● **What to do**
Count the lines in the material below that contain the word "white", and give only that number.

● **Dataset rows**
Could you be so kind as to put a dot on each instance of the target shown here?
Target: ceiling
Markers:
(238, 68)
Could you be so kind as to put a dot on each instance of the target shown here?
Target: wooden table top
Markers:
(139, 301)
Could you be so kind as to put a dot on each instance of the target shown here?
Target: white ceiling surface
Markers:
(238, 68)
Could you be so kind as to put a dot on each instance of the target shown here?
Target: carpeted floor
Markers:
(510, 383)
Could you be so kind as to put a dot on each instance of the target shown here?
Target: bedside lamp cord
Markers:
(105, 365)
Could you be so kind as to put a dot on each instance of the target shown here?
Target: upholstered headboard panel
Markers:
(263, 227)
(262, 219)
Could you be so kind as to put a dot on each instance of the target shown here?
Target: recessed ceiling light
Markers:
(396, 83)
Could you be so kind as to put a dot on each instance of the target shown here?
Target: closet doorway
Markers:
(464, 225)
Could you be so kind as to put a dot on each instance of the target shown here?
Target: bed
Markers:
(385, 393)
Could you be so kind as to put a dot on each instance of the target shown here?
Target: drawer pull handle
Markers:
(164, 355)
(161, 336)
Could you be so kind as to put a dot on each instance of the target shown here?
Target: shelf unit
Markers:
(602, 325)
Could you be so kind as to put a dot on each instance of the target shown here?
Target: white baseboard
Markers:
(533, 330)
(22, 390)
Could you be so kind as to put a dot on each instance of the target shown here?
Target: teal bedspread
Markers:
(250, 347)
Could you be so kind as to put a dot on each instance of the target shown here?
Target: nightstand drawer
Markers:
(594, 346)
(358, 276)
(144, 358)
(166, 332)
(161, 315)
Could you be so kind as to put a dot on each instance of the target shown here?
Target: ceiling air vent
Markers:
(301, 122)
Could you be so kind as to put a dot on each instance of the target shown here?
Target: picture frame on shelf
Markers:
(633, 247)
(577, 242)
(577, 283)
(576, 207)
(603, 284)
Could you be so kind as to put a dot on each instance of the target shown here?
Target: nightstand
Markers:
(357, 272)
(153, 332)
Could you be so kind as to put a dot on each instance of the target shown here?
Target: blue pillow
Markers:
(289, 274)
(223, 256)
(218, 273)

● **The response**
2